§ **Stated problem**:
Write out all of the records below again, renaming "Show me" to "Mark" wherever it occurs and leaving everything else unchanged.

--- Available records ---

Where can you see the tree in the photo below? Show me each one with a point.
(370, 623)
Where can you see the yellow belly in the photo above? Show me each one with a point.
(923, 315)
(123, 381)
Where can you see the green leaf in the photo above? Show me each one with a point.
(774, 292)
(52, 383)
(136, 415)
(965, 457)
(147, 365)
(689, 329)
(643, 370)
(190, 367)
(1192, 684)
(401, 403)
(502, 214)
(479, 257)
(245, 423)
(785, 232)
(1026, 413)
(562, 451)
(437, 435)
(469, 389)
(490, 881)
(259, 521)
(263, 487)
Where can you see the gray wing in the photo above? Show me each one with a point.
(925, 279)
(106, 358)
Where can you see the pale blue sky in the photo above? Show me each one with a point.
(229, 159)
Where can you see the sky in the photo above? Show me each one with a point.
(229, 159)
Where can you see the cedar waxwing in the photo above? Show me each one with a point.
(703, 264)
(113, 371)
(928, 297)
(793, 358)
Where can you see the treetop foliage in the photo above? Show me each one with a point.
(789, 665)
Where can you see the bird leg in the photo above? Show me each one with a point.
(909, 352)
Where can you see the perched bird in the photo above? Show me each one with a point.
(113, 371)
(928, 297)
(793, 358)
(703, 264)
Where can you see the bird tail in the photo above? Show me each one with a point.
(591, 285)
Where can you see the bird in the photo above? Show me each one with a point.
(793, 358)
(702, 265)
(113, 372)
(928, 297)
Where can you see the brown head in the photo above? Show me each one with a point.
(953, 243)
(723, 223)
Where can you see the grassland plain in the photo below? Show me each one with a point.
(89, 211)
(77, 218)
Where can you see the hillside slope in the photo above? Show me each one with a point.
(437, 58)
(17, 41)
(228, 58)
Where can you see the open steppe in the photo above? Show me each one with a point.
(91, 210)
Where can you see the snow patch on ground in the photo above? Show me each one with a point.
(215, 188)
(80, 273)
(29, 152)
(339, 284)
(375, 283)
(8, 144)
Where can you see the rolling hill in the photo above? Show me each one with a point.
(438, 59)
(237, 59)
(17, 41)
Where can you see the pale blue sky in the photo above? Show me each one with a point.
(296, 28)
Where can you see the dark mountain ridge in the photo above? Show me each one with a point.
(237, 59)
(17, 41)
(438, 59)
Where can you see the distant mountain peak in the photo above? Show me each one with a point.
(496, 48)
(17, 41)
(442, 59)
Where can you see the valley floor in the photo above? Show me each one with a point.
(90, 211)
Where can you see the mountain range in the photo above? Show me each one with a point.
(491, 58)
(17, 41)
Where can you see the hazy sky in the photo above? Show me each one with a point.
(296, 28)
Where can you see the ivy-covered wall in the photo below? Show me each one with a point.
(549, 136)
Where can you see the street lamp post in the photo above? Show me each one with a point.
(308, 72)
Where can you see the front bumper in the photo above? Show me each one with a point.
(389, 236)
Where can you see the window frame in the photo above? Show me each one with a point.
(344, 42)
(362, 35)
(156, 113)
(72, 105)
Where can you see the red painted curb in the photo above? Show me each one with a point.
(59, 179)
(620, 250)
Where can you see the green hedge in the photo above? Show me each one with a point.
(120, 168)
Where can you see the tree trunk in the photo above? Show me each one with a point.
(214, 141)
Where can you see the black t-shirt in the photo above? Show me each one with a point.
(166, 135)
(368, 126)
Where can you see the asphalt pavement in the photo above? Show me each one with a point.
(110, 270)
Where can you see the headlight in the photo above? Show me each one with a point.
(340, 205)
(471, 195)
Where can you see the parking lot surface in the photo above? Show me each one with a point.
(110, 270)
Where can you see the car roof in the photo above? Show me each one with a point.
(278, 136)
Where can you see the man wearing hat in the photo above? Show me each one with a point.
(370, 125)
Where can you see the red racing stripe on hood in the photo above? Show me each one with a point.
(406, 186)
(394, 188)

---

§ **Output of the exercise**:
Where can you see the tree in the photo below? Mark each one with a point.
(370, 623)
Where can you see the yellow belly in the photo above? Mark each one with a point.
(923, 315)
(123, 381)
Where can you see the green leaf in the photo above? Mark each one with a point.
(774, 292)
(52, 383)
(136, 415)
(965, 457)
(147, 365)
(689, 329)
(643, 370)
(190, 367)
(1192, 684)
(401, 403)
(502, 214)
(479, 257)
(245, 423)
(785, 232)
(1026, 413)
(562, 451)
(437, 435)
(469, 389)
(490, 881)
(259, 521)
(263, 487)
Where can you see the gray wing in the photo above? Mark each one with a point.
(925, 279)
(106, 358)
Where can you see the pale blue sky in the photo above? Mark each one with a point.
(229, 159)
Where can you see the sky in the photo above? Mark each one with a point.
(229, 159)
Where can you see the cedar waxwing in the photo above? Mark each one with a point.
(703, 264)
(113, 371)
(928, 297)
(793, 358)
Where can you see the treetop foliage in the photo above? Mark each one with a point.
(789, 665)
Where can you see the bird leg in the photo above? Mark each one with a point.
(909, 352)
Where can you see the perched bird in the photo above? Mark each one with a point.
(113, 371)
(928, 297)
(793, 358)
(703, 264)
Where can you see the bird tail in the photo above? Mark each one with a point.
(591, 285)
Where can you see the bird in the photo above? Mark each one with a point.
(793, 358)
(702, 265)
(113, 372)
(928, 297)
Where can you see the brown head in the photo above? Mark each one with a point.
(953, 243)
(723, 223)
Where can you see the grassland plain in the photo below? Mark each one with a point.
(89, 211)
(77, 218)
Where can you see the hillside slope in the photo above? Mark each one with a point.
(437, 58)
(17, 41)
(228, 58)
Where can you see the open steppe in the photo above? Mark each one with a point.
(91, 210)
Where can you see the snow patch on ground in the photo above? Mark each one with a point.
(215, 188)
(80, 273)
(29, 152)
(339, 284)
(375, 283)
(8, 144)
Where can you see the rolling hill in the photo above? Mark each one with a point.
(438, 59)
(237, 59)
(17, 41)
Where can you see the pale blue sky in the photo above? Mark each one with a point.
(296, 28)
Where can you see the dark mountain ridge in the photo above? Mark each one with a point.
(237, 59)
(17, 41)
(438, 59)
Where can you see the distant mountain peak in the photo above? Mark each one with a point.
(496, 48)
(17, 41)
(442, 59)
Where can you see the valley floor in the photo above? Mark each one with a point.
(90, 211)
Where can you see the mountain range in the photo above? Mark each one with a point.
(491, 58)
(17, 41)
Where can you see the hazy sky in the photo above? Mark each one with a point.
(296, 28)
Where can you see the ivy-covered wall in the photo below? Mark each one with a point.
(549, 136)
Where can you see the street lamp post in the photo above? Mark each one with a point.
(308, 72)
Where can you see the front bumper in the photo above? Mark each one with a point.
(389, 236)
Where can you see the window frame in the photo above? Mark each one with a point.
(344, 42)
(362, 35)
(156, 113)
(72, 105)
Where can you see the red painted curb in the photo above? Mark each one with a point.
(59, 179)
(620, 250)
Where can you see the green hedge in the photo above? Mark each one with a point.
(120, 168)
Where can you see the tree trunk in the photo above? Mark each one with a point.
(214, 141)
Where can you see the black t-shirt in the photo above? Mark each one with a point.
(166, 135)
(368, 126)
Where can you see the asphalt pavement in the photo above? Mark each one with a point.
(110, 270)
Where can you see the headlight in the photo above? Mark each one with a point.
(340, 205)
(471, 195)
Where can you see the parking lot surface in the photo above? Mark each one with a point.
(110, 270)
Where can you see the car roof in the photo above? Mark each one with a point.
(278, 136)
Where can you see the man wearing hat in the photo above? Mark each one with a point.
(370, 125)
Where can you see the red racing stripe on hood in the photo above? Mark each one with a point.
(406, 186)
(394, 188)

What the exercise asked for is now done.